— TEXT SEGMENT —
* START *

This clearly shows that the Content-Type about to be sent is
multipart/form-data.
 
To post to a form like this with curl, you enter a command line like:
 
curl -F upload=@localfilename -F press=OK [URL]
 
4.4 Hidden Fields
 
A very common way for HTML based application to pass state information
between pages is to add hidden fields to the forms. Hidden fields are
already filled in, they aren't displayed to the user and they get passed
along just as all the other fields.
 
A similar example form with one visible field, one hidden field and one
submit button could look like:
 





 
To post this with curl, you won't have to think about if the fields are
hidden or not. To curl they're all the same:
 
curl -d "birthyear=1905&press=OK&person=daniel" [URL]
 
4.5 Figure Out What A POST Looks Like
 
When you're about fill in a form and send to a server by using curl instead
of a browser, you're of course very interested in sending a POST exactly the
way your browser does.
 
An easy way to get to see this, is to save the HTML page with the form on
your local disk, modify the 'method' to a GET, and press the submit button
(you could also change the action URL if you want to).

* END *

— RECORDED INFORMATION —
* START *

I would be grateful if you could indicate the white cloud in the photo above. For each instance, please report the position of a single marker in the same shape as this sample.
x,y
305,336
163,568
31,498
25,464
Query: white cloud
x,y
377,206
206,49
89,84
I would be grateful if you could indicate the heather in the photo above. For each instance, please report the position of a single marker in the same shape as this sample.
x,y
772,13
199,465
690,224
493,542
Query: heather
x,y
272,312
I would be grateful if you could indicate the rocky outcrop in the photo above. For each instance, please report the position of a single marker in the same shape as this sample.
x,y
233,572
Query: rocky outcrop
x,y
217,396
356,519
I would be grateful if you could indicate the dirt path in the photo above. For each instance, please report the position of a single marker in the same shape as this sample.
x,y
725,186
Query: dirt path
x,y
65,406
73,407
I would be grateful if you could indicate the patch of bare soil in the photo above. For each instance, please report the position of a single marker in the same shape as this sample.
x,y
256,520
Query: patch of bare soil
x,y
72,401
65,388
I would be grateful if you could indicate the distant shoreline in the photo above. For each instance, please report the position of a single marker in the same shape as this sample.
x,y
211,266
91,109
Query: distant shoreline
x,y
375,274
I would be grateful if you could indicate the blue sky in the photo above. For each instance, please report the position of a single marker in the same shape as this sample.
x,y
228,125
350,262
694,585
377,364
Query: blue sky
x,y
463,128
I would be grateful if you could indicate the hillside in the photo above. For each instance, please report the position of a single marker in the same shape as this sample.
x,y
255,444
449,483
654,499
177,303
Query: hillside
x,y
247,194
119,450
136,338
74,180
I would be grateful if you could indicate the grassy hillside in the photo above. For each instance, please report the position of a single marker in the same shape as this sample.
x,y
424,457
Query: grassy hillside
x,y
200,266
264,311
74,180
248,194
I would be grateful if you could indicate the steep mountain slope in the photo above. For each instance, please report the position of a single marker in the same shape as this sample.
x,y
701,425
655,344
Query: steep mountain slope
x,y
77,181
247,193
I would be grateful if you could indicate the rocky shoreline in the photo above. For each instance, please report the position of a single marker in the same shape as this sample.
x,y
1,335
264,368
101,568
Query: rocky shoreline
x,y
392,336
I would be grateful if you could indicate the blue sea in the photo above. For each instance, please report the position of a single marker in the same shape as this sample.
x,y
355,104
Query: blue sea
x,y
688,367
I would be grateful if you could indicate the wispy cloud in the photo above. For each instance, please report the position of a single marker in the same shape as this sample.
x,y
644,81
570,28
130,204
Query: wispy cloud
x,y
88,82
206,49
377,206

* END *

— TO DO —
**1.** According to the curl excerpt, what is a very common way for HTML-based applications to pass state information between pages?
**2.** Reproduce the curl excerpt from "This clearly shows" up to and including "the other fields.".
**3.** Condense the paragraph of the curl excerpt that begins "A very common way for HTML based application" into a single shorter sentence.
The entries have no connection to the curl excerpt.

— TASK RESULTS —
**1.** Adding hidden fields to the forms.

**2.**
This clearly shows that the Content-Type about to be sent is
multipart/form-data.
 
To post to a form like this with curl, you enter a command line like:
 
curl -F upload=@localfilename -F press=OK [URL]
 
4.4 Hidden Fields
 
A very common way for HTML based application to pass state information
between pages is to add hidden fields to the forms. Hidden fields are
already filled in, they aren't displayed to the user and they get passed
along just as all the other fields.

**3.** HTML-based applications often pass state between pages with hidden form fields, which are prefilled, not shown to the user, and submitted like all other fields.